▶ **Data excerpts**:

↓

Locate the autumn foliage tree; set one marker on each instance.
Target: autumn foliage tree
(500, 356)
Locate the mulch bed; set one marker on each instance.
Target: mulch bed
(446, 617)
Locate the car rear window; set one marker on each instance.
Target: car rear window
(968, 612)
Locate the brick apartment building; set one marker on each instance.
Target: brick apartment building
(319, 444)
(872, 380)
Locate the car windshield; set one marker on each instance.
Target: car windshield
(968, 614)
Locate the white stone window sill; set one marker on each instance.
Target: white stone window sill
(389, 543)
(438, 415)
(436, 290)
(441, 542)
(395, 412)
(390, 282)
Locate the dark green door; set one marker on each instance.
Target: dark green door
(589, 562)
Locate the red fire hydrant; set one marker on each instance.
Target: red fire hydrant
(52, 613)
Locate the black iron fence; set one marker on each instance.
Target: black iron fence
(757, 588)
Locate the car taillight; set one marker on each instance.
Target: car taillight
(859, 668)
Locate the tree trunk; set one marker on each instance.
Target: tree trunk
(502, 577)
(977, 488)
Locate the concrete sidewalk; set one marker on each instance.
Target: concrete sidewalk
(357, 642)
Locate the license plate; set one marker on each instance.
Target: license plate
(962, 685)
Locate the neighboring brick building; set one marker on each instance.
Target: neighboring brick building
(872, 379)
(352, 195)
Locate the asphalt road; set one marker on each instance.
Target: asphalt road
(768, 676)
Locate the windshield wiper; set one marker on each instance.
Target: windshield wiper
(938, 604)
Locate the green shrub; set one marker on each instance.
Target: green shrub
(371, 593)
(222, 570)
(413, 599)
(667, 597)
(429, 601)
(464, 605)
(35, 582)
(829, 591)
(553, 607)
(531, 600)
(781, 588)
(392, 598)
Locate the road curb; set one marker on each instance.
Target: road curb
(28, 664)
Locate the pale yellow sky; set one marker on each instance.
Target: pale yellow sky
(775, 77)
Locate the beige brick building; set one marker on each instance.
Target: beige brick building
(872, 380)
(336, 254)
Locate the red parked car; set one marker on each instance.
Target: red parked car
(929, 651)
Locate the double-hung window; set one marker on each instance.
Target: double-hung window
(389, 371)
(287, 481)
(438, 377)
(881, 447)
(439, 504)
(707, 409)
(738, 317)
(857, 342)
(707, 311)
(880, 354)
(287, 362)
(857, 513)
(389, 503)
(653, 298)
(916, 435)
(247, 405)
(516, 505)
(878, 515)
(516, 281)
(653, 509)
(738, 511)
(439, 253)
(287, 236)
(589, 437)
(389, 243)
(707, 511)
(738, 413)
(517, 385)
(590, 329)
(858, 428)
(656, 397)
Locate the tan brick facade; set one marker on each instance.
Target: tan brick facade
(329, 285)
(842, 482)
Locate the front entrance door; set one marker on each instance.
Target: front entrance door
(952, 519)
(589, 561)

↑

▶ **ACTIVITY**:
The lines to write out run from the one with "Locate the beige" through the end of the records. Give them exactly, and only them.

▶ **RESPONSE FOR THIS EXERCISE**:
Locate the beige brick building; set one marker on each instance.
Target: beige brick building
(872, 380)
(336, 254)
Locate the red parked car; set one marker on each instance.
Target: red parked car
(929, 651)
Locate the double-hung window; set one marker on each instance.
Target: double-hung window
(389, 371)
(287, 481)
(438, 377)
(881, 447)
(439, 504)
(707, 409)
(738, 317)
(857, 342)
(707, 311)
(880, 354)
(287, 362)
(857, 513)
(389, 503)
(653, 298)
(916, 435)
(247, 405)
(516, 505)
(878, 515)
(516, 281)
(653, 509)
(738, 511)
(439, 253)
(287, 236)
(589, 437)
(389, 243)
(707, 511)
(738, 413)
(517, 385)
(590, 329)
(858, 428)
(656, 397)
Locate the tan brick facade; set one marker on each instance.
Target: tan brick facade
(329, 285)
(842, 482)
Locate the front entrance door; set one marker on each instance.
Target: front entrance door
(952, 519)
(589, 561)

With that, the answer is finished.